■ TEXT SEGMENT
——

Client Friendly Billing – Time Entries

A new year brings new resolutions. Despite the time of year, however, we practitioners are always resolving to “keep better track of our time” or “improve our collections.” The importance of effectively performing these two tasks cannot be understated, particularly for solos or smaller firms. But it is hard to keep track of every minute of every day. And it is often even harder to “justify” the amount of legal fees that we have incurred on behalf of a client (perhaps a friend or family member), even though those fees are completely legitimate, justified, and often discounted.

Here is a quick tip

Just recently, I was on a phone conference with a client and a couple of his other lawyers. During that conversation, I learned that one of my billing practices was not only appreciated but had actually increased my credibility as a lawyer and the credibility of my time entries and monthly bills.

It is really simple. As an example, when I get an email from and/or respond to an email from a client, I make sure that it gets entered into my time tracking system. I also make sure that it shows up on the monthly invoice sent to my client. The key, however, is that if the email is not substantive or only takes a few minutes to read or respond to, I do not bill for it. Here is an example of a time entry that might show up on my bill:

  • Email to/from client re: status of case and recent developments (0.2) (not billed).

——

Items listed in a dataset

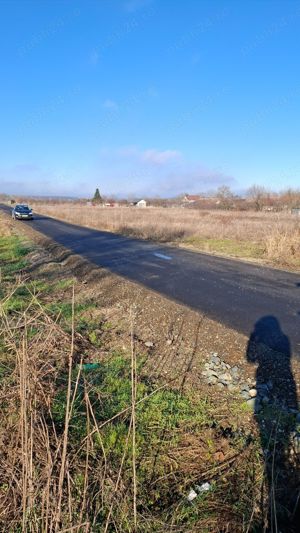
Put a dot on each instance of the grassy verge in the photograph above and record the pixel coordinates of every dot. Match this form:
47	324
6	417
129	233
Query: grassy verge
89	441
270	237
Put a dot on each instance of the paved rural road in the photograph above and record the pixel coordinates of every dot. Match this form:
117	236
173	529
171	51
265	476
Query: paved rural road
235	293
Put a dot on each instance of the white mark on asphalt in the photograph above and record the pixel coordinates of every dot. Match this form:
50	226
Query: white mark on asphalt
162	256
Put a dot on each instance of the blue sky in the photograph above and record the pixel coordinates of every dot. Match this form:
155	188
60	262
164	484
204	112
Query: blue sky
148	97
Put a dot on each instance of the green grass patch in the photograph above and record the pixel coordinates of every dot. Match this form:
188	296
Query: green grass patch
13	251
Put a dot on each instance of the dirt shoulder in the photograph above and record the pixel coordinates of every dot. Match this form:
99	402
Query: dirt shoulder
205	416
178	341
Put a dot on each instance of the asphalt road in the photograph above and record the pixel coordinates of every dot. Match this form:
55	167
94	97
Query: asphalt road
235	293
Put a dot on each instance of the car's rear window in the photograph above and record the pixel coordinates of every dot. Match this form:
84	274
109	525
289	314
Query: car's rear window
22	208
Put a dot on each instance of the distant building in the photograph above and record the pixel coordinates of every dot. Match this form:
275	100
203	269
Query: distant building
140	203
191	198
295	211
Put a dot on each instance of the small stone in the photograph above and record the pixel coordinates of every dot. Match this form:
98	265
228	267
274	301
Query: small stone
212	373
265	400
245	387
191	495
231	388
252	393
212	380
225	377
251	403
245	394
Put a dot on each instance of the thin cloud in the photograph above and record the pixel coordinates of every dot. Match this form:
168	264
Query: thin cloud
110	104
157	157
151	156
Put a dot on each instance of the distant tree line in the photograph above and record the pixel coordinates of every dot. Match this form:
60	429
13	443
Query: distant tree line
256	198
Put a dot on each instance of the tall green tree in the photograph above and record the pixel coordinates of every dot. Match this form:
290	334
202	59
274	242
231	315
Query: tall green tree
97	197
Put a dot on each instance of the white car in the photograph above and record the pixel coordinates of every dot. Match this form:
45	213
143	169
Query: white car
22	212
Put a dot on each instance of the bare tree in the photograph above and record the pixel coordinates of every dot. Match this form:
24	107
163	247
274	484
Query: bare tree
258	195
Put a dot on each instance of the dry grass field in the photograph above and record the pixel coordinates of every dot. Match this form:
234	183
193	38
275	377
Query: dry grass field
272	237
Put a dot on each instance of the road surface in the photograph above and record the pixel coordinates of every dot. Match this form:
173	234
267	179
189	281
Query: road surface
233	292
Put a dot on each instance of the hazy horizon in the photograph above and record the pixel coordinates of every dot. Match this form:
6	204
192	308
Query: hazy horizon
148	97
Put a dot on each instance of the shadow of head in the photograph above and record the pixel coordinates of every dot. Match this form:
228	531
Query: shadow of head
275	411
267	332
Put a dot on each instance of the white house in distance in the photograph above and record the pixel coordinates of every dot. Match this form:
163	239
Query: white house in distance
191	198
140	203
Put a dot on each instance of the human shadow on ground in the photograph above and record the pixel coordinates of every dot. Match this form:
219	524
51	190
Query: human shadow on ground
276	415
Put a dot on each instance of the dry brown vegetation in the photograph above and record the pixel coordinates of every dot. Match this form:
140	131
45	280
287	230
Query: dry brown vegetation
269	236
115	446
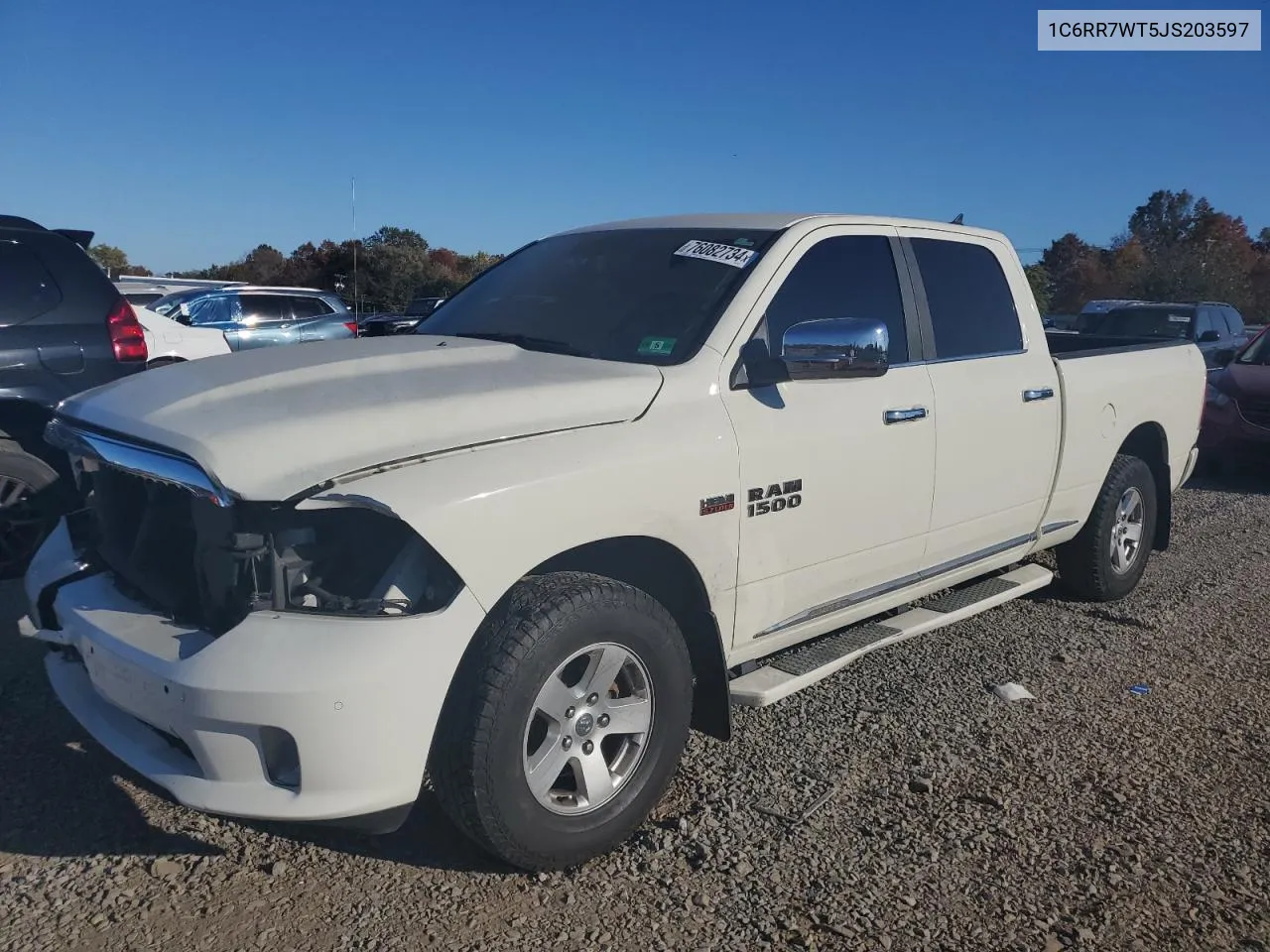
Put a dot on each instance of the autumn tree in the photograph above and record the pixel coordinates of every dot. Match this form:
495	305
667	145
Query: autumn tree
1040	285
114	261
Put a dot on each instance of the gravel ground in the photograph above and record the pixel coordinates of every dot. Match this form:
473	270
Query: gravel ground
1088	817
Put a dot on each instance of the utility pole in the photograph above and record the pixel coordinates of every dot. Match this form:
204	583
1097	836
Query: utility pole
353	184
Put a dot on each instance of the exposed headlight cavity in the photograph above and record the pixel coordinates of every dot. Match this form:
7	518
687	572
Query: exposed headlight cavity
356	561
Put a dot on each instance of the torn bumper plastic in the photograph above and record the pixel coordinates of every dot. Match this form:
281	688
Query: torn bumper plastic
284	717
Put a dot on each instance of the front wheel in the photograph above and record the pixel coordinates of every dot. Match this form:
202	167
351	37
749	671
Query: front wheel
566	721
1106	560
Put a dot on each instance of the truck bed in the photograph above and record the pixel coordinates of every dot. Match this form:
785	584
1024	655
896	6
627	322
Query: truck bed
1065	347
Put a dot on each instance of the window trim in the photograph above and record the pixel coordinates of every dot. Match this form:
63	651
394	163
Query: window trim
286	313
295	315
929	350
59	296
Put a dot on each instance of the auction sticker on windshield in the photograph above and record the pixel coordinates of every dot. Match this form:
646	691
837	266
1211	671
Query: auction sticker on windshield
714	252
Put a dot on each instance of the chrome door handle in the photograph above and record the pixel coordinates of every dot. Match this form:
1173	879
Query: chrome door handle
916	413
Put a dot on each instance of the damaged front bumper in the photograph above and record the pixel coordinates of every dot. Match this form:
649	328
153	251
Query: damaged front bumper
285	716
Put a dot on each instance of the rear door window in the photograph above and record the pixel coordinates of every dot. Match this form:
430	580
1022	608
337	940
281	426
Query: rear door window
27	290
206	309
308	307
1205	324
263	308
970	302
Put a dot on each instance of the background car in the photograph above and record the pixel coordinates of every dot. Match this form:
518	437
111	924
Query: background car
1215	327
384	324
253	316
1237	407
172	341
64	327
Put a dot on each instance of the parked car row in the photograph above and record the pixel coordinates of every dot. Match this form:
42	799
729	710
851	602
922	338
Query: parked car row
1214	326
1236	424
379	325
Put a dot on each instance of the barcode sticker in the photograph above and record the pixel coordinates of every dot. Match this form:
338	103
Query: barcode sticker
712	252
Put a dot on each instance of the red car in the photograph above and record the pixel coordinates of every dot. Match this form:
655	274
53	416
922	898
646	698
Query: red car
1237	405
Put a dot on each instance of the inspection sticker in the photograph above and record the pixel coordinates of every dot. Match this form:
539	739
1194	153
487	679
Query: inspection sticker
712	252
662	347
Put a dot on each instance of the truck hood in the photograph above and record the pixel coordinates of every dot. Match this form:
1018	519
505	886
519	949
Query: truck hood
271	422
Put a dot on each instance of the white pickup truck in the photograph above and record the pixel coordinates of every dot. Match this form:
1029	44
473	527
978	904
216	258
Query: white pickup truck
629	476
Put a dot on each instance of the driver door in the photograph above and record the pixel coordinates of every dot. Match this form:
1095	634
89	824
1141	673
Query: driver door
266	320
852	458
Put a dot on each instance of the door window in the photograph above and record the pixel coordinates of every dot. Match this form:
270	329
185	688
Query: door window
847	276
308	307
970	303
1205	324
27	289
1233	321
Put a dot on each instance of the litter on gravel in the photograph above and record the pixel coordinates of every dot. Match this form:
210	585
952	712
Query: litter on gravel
1012	690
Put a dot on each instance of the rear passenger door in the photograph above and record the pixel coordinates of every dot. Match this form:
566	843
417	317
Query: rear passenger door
996	394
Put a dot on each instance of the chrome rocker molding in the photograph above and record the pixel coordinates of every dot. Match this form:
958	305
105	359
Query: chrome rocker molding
908	580
140	461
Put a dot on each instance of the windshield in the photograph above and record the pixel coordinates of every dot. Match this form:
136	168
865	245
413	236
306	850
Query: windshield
633	295
1167	322
1257	352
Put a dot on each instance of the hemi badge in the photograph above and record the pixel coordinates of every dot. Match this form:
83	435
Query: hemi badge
717	504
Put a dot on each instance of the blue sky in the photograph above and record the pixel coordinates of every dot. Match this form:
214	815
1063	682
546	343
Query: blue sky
187	134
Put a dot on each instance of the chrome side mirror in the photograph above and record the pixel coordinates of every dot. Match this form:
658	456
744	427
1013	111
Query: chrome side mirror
842	347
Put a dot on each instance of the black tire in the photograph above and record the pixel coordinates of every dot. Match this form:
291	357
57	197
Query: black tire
1210	465
476	762
1084	562
28	509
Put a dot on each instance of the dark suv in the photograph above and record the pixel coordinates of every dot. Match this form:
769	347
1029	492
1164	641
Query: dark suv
1215	327
64	327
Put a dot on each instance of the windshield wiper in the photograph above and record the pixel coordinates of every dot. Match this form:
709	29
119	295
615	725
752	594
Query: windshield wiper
530	343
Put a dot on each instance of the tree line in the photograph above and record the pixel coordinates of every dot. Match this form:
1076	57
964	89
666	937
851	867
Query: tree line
1174	248
393	266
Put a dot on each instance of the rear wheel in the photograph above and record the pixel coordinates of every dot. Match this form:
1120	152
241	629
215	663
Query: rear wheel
27	508
566	721
1106	560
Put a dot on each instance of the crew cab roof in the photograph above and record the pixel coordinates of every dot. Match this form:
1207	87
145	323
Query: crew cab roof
776	221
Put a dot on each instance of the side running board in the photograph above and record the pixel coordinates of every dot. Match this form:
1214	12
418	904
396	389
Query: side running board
815	661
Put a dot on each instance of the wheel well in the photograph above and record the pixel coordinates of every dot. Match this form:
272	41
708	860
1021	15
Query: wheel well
23	421
1150	443
665	572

——

■ GIVEN EXERCISE
Continue the piece on client-friendly legal billing, starting right after its final line.

■ OUTPUT
I track the time so that it shows up in my productivity report but I make sure that my client doesn’t get charged for it. I am able to accurately account for my time and, more importantly, make sure that my client knows I did work on their matter without billing them the time. In my mind, certain actions and tasks should not be billed but that does not mean that clients should not know that these activities are taking place. Clients appreciate it when they find out their lawyers are working for them without billing them for every single minute. Many attorneys may leave these “meaningless” time entries off their time sheets or invoices but, as a client, would you rather see:

  • Phone conf/ w/ opposing counsel re discovery issues (0.60)
  • Email to/from client re discovery issues and specific information needed from client (0.30).

Or

  • Email to/from client re anticipated discovery issues (0.10) (not billed).
  • Phone conf/ w/ opposing counsel re discovery issues (0.60).
  • Email to/from client re conf/ w/ opposing counsel re discovery issues (0.20) (not billed).
  • Email to/from client re discovery issues and specific information needed from client (0.30).
  • Email to/from client re follow-up on additional discovery information (0.10) (not billed).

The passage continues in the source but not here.